#### Records for this task

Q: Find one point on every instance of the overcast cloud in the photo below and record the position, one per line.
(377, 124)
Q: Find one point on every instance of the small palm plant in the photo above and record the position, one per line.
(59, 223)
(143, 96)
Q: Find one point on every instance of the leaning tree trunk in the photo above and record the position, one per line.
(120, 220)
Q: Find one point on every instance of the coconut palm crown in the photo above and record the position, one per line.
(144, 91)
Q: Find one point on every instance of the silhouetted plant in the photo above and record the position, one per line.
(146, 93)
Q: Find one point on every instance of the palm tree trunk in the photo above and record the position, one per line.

########

Work item:
Would you give the listing again, word for word?

Answer below:
Q: Find one point on every instance of the overcast cloud in the photo below and record the position, one per line.
(377, 124)
Q: Find one point on every instance of the small palm plant in the photo above and record the position, one per line.
(59, 223)
(143, 96)
Q: Find one point on every instance of the leaning tree trunk in the photo above and record the position, one per line.
(120, 220)
Q: Find one point on every instance of the coconut palm crown in the photo above and record the position, one per line.
(144, 91)
Q: Find one point on every instance of the silhouetted plant in the photo above and record the position, one per line.
(146, 93)
Q: Find one point on every instance of the palm tree trunk in the photo above and record the position, one per line.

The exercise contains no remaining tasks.